═════ TESTO DI PARTENZA
Turismo, miniera d'oro anche per la criminalità organizzata. E la crisi per il Covid rischia di aiutare le infiltrazioni della malavita nelle attività che attendono le riaperture. Se ammonta a 2,2 miliardi di euro la stima dei proventi della criminalità organizzata derivante dall'infiltrazione economica nel comparto turistico italiano, la parte del leone - secondo la ricerca di Demoskopika che l'Ansa pubblica in anteprima - la fa la 'ndrangheta con un giro d'affari di 810 milioni, pari al 37% degli introiti complessivi. A seguire la camorra con 730 milioni (33%) e la mafia con 440 (20%) e criminalità organizzata pugliese e lucana con 220 (10%).
Osservando il livello territoriale emerge, inoltre, che nelle realtà del Mezzogiorno si concentrerebbe il 38% degli introiti criminali, pari a 825 milioni. A seguire il Centro con 515 milioni (23%), il Nord Ovest con 490 milioni (22%) e il Nord Est con 370 milioni (17%).
Sono quasi 4.500 le aziende a maggior rischio di riciclaggio associato a crisi di liquidità causata dalla pandemia. «Il turismo in ginocchio per il Covid fa gola ai sodalizi criminali», dice il presidente di Demoskopika, Raffaele Rio.
Sei sistemi
Sono sei i sistemi turistici regionali a presentare i rischi più elevati di infiltrazione criminale nel tessuto economico: Campania, Sicilia, Lazio, Calabria, Lombardia, Puglia. Sul versante opposto, sono quattro le regioni a presentare una minore vulnerabilità, presenti nel cluster delle realtà con un rischio «basso» di infiltrazione economica: Marche, Veneto, Friuli Venezia Giulia e Trentino-Alto Adige.
Il ministro
«L'indagine di Demoskopika sulle infiltrazioni mafiose nel turismo è preoccupante. È un fenomeno che danneggia pesantemente il comparto composto da imprenditori seri, danneggiati dalla pandemia.
══════════
═════ DATI FORNITI
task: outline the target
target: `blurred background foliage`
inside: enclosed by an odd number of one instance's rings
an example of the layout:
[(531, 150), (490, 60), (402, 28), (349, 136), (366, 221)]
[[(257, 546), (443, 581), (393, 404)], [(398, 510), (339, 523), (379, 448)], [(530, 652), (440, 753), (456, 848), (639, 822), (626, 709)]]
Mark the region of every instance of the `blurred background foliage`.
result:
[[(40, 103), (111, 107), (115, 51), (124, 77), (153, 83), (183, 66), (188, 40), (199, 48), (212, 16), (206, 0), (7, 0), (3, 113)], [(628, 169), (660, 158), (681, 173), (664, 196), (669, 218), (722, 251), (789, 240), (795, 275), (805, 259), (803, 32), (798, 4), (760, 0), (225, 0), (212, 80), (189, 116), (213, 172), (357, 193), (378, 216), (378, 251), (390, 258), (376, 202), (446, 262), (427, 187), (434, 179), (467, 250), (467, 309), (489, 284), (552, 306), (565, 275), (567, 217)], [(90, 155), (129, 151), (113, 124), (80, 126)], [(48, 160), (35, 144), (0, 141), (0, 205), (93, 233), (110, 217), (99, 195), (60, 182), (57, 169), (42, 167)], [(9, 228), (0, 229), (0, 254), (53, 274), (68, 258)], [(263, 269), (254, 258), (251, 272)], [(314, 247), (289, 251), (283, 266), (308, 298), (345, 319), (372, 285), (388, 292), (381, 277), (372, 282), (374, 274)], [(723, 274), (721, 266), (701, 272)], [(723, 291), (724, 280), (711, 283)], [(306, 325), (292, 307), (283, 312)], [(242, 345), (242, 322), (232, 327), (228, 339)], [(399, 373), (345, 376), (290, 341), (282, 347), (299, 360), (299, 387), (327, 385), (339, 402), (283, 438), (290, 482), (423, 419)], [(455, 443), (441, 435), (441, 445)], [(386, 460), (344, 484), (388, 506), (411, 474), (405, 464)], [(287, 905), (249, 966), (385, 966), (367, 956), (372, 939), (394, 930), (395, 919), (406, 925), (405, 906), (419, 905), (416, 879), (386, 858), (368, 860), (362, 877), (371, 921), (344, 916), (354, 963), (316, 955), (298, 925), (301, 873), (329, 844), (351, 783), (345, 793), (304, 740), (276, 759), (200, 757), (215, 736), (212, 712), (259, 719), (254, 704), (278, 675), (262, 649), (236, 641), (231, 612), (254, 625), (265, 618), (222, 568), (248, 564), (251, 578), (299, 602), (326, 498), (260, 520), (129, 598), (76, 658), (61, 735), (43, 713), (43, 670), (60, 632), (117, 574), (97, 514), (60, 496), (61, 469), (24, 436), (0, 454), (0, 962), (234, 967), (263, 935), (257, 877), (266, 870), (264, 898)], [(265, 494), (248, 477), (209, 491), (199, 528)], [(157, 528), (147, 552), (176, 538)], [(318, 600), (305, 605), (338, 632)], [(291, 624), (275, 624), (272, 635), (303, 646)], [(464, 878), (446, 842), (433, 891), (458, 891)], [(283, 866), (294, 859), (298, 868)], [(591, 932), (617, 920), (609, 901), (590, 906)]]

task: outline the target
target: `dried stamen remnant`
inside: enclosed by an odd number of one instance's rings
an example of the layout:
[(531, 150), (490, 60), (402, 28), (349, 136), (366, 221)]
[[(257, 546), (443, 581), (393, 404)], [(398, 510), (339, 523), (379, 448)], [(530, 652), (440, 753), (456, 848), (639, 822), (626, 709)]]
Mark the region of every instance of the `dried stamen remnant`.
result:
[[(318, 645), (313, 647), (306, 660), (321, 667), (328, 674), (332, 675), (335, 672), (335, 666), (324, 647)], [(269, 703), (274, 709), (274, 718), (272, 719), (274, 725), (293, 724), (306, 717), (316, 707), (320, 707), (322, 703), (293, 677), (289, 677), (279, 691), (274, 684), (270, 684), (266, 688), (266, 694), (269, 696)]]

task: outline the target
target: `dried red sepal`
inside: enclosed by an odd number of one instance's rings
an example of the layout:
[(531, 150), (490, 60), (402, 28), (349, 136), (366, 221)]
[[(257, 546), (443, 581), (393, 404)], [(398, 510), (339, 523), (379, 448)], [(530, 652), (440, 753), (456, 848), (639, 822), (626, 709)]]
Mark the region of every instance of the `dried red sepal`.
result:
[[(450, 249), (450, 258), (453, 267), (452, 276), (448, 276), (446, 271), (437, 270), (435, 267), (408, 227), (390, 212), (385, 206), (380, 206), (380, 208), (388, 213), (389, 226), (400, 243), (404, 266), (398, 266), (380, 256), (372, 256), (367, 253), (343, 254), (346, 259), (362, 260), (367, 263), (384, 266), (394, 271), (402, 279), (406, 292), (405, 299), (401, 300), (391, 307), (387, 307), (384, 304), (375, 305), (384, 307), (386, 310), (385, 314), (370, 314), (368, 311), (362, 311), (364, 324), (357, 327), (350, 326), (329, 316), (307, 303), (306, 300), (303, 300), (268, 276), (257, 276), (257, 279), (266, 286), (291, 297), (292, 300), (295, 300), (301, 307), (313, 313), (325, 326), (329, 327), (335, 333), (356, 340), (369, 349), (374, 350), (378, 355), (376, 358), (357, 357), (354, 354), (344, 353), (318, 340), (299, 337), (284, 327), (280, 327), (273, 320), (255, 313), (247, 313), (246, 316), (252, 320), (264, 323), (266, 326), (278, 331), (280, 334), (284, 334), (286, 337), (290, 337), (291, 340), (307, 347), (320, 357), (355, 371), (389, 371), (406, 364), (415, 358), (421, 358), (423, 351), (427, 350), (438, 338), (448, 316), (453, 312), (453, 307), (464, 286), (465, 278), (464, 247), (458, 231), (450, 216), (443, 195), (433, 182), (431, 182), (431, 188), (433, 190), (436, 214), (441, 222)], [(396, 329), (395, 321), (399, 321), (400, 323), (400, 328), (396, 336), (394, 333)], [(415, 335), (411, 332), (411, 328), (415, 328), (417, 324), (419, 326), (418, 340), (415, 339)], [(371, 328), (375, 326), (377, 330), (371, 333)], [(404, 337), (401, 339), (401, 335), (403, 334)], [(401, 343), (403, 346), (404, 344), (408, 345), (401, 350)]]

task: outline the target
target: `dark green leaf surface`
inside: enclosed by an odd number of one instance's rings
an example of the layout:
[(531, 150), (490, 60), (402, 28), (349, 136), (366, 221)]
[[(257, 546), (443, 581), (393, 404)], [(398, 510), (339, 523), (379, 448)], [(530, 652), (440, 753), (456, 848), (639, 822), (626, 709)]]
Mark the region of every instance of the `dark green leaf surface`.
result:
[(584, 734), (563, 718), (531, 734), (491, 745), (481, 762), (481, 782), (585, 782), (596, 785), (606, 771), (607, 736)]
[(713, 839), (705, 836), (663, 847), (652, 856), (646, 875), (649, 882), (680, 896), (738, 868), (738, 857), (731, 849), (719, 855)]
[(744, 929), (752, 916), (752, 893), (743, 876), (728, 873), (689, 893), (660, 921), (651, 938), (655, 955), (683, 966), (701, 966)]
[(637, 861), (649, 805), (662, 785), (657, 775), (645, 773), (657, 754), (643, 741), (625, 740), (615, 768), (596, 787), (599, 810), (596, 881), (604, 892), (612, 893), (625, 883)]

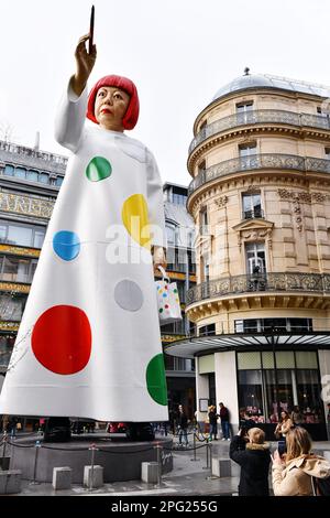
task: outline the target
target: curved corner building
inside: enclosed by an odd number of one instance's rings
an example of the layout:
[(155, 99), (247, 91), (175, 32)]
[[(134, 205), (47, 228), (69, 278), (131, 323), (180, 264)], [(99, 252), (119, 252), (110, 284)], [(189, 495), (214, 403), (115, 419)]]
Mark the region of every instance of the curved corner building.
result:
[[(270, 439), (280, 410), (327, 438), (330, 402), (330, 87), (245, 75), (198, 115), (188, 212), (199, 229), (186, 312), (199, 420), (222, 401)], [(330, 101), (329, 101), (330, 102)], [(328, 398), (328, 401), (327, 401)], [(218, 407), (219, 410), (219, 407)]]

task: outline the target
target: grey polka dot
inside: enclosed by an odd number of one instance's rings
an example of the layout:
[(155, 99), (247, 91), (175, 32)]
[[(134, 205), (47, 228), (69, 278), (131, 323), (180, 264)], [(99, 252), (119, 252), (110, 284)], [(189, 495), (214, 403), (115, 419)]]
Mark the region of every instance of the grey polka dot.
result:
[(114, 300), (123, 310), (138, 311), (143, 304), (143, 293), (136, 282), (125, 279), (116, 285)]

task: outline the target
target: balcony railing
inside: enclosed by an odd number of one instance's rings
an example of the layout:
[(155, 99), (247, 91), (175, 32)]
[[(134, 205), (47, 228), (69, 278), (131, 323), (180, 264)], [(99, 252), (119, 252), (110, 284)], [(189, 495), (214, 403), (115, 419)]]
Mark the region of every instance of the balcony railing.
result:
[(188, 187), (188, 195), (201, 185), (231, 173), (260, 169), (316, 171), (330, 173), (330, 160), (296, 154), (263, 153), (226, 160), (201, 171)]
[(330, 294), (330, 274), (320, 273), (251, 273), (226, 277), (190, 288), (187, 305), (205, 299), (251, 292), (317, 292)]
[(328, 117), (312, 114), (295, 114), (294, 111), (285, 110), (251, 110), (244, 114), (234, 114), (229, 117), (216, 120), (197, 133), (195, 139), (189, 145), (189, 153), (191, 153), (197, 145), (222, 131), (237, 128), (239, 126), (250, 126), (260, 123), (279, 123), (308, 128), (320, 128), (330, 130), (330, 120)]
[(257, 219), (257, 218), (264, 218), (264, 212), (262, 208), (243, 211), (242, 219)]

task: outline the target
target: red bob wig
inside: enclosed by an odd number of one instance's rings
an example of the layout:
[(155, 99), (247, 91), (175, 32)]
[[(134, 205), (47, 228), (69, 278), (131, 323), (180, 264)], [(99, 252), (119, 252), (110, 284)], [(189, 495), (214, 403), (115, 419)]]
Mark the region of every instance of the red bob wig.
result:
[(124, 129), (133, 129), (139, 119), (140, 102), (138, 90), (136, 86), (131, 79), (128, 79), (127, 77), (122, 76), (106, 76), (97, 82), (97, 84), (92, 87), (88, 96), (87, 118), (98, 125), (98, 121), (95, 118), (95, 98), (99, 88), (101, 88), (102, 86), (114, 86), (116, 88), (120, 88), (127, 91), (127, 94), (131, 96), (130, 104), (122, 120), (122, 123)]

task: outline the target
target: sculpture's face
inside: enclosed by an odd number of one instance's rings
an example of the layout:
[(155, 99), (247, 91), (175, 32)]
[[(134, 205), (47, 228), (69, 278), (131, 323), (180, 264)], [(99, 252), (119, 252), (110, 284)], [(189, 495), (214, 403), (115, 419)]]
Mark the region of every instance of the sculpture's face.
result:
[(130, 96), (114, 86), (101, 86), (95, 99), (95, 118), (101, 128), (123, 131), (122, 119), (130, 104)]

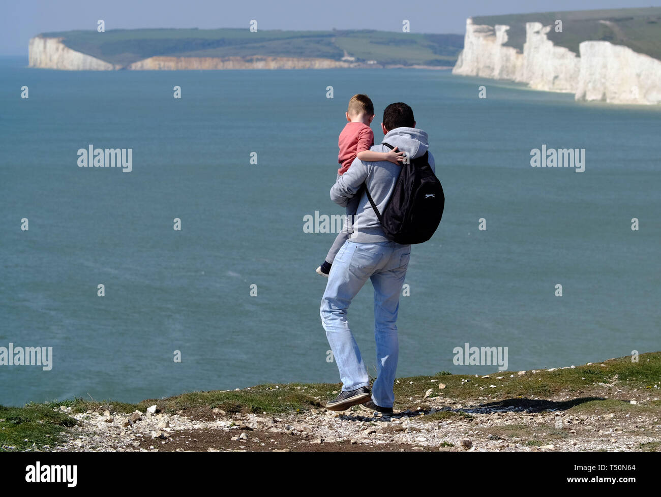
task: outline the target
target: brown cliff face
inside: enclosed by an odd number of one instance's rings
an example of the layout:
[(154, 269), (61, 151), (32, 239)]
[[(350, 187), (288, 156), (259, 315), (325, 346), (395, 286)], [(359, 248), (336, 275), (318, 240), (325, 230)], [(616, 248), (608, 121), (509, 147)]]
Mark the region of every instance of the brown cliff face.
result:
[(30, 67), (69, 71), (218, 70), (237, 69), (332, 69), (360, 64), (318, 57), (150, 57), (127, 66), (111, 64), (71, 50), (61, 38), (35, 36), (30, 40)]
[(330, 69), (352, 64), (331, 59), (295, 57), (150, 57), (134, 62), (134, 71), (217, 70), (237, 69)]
══════════
═════ DATI FORNITI
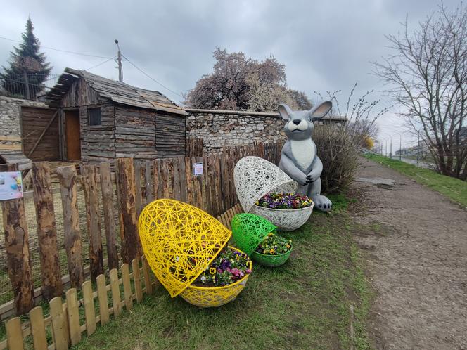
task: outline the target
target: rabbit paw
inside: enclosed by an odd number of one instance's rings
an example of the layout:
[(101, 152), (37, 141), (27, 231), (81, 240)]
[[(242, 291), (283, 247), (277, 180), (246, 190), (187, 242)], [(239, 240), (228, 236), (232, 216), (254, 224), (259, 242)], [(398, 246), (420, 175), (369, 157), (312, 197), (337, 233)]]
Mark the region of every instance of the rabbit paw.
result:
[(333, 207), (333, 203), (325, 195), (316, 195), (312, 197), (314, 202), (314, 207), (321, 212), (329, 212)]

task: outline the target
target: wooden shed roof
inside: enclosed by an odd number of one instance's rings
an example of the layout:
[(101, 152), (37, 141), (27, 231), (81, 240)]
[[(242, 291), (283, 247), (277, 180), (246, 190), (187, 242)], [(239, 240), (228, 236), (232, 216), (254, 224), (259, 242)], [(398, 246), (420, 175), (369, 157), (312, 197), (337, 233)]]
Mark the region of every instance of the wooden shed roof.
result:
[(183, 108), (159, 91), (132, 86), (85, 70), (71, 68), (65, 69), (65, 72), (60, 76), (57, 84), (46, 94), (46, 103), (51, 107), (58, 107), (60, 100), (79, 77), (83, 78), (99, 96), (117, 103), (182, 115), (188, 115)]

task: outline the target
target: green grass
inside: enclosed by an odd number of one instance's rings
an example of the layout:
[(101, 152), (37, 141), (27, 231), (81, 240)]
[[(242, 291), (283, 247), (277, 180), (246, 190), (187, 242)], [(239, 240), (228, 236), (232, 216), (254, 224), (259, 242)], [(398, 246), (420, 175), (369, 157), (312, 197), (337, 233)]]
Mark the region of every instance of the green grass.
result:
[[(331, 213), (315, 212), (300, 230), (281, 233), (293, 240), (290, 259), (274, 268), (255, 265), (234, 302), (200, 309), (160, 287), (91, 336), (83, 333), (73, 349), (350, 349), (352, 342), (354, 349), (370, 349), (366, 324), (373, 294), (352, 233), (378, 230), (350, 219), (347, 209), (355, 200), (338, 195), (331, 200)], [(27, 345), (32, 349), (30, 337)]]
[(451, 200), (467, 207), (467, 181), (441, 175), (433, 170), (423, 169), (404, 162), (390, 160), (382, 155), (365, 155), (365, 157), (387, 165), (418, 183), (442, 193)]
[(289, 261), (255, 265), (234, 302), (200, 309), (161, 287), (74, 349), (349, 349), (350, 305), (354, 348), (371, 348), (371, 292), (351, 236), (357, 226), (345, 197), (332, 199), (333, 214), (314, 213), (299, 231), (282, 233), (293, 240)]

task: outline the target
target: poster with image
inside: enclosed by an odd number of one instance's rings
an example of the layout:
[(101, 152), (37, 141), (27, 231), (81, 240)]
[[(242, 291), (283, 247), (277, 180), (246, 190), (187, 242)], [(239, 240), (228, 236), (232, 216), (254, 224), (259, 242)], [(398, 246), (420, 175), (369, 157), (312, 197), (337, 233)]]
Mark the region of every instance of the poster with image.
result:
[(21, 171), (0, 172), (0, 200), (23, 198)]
══════════
* COMPITI DA SVOLGERE *
1 - Rispondi a queste domande sull'articolo su turismo e criminalità:
(a) Quanti milioni di euro incassa la camorra dal turismo?
(b) Quale percentuale degli introiti criminali si concentra nel Mezzogiorno?
(c) Quante sono le aziende a maggior rischio di riciclaggio?
2 - Ricopia la parte dell'articolo su turismo e criminalità che inizia con "Osservando il livello" e prosegue fino a "370 milioni (17%).".

* RISULTATI DELL'ESERCIZIO *
1 -
(a) 730 milioni di euro, pari al 33%.
(b) Il 38%, pari a 825 milioni.
(c) Quasi 4.500.

2 -
Osservando il livello territoriale emerge, inoltre, che nelle realtà del Mezzogiorno si concentrerebbe il 38% degli introiti criminali, pari a 825 milioni. A seguire il Centro con 515 milioni (23%), il Nord Ovest con 490 milioni (22%) e il Nord Est con 370 milioni (17%).